# Causal Inference Example: Fertilizer Effect on Crop Yield

This notebook demonstrates a basic causal inference example using synthetic data. We'll explore how controlling for confounders leads to unbiased estimates of causal effects.

**Causal Model:**
- Treatment (F): Fertilizer use (binary: 0 or 1)
- Outcome (C): Crop yield (continuous)
- Confounder (pH): Soil pH level (continuous)

We'll define a true data-generating process, then use Bayesian linear regression to estimate the causal effect of fertilizer on crop yield, both with and without controlling for the soil pH confounder.

In [None]:
# Import required libraries
import numpy as np
import pandas as pd
import matplotlib.pyplot as plt
import seaborn as sns
import pymc as pm
import arviz as az
import warnings

# Set random seed for reproducibility
np.random.seed(42)
warnings.filterwarnings('ignore')

# Set plot style
plt.style.use('seaborn-v0_8-whitegrid')

Given task 1 →
In the fertilizer notebook, which variable is named as the confounder?
Given task 2 →
State how many lines of the entries contain the string "skyscraper". Give only the number.
The notebook above and the entries that come after it are unrelated to each other.

Records for the task →
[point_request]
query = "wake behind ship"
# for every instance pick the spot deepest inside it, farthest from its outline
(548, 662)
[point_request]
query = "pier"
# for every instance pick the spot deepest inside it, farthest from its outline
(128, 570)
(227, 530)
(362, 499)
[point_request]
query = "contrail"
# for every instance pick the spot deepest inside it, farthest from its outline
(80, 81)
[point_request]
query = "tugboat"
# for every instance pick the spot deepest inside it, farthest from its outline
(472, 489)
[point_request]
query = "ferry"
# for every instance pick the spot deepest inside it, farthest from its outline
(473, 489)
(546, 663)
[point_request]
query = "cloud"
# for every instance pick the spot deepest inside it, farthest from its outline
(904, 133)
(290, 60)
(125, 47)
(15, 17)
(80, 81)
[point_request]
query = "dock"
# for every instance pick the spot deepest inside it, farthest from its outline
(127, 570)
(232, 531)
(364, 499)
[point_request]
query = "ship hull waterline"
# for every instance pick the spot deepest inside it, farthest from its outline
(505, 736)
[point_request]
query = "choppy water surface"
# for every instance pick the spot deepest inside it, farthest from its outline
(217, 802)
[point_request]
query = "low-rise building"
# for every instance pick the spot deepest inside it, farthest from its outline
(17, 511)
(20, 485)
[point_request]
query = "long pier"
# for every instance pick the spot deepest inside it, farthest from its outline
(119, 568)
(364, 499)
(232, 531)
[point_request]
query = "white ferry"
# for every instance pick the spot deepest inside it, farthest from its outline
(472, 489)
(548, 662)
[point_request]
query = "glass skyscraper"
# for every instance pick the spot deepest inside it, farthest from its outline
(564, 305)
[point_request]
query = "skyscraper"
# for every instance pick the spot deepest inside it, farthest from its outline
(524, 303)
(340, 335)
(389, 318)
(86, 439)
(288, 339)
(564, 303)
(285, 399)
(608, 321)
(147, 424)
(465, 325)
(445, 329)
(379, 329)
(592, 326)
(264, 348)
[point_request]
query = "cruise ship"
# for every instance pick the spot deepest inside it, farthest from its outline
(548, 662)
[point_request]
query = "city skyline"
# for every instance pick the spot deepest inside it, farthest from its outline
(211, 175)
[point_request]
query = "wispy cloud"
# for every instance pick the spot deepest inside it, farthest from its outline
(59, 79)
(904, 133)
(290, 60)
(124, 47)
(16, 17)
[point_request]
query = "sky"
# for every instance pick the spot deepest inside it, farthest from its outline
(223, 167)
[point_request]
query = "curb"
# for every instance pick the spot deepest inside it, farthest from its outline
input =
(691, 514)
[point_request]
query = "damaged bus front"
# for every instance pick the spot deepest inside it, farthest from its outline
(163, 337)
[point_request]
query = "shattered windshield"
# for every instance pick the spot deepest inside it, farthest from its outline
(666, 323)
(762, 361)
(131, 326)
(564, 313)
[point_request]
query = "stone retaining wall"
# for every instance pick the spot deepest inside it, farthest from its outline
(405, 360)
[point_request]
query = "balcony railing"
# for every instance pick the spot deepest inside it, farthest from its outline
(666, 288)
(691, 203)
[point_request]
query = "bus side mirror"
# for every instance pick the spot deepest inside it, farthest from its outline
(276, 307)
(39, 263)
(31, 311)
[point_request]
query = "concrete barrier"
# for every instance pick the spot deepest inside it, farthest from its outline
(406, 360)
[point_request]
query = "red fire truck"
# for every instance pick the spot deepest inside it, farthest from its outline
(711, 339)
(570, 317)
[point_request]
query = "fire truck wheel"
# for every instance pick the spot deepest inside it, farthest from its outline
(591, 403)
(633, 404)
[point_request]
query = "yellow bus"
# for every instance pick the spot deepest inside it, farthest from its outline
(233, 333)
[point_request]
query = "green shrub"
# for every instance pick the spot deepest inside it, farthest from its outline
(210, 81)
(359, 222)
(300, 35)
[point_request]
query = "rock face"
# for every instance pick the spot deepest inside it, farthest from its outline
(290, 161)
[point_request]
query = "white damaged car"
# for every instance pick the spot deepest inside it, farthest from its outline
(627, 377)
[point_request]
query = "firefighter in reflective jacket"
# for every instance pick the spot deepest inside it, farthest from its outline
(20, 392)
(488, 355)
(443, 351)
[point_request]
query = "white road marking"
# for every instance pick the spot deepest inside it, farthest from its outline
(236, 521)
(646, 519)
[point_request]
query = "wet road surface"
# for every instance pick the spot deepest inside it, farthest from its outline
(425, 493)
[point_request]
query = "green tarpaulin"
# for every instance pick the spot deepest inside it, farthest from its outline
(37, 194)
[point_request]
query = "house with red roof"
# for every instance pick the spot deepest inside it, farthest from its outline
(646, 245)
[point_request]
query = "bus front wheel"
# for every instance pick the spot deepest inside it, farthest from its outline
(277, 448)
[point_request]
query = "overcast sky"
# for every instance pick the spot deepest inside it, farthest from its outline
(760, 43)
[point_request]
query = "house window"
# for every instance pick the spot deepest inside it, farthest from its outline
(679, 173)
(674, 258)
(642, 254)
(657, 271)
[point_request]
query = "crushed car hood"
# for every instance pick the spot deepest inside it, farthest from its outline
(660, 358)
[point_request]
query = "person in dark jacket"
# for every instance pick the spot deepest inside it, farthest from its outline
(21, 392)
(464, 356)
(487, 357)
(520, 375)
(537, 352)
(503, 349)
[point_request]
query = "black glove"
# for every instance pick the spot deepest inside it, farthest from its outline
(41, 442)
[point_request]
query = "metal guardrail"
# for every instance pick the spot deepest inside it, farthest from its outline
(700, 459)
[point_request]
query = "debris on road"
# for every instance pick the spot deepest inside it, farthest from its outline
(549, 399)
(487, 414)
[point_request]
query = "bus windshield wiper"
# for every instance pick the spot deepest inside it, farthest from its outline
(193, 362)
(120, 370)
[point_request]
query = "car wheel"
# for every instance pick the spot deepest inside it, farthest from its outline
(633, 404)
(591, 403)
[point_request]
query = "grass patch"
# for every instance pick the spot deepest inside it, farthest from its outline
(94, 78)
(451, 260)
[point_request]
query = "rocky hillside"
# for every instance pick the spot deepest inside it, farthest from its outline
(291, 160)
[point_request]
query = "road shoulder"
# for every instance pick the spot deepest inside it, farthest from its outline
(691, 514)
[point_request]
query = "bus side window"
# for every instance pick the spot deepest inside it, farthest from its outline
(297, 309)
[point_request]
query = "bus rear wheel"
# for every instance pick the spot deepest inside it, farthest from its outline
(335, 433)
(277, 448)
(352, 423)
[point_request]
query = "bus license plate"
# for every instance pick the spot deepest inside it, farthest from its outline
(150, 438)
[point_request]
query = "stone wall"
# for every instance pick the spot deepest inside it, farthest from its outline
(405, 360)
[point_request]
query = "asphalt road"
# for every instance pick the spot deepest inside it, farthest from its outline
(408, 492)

Task result 1 →
Soil pH level.

Task result 2 →
2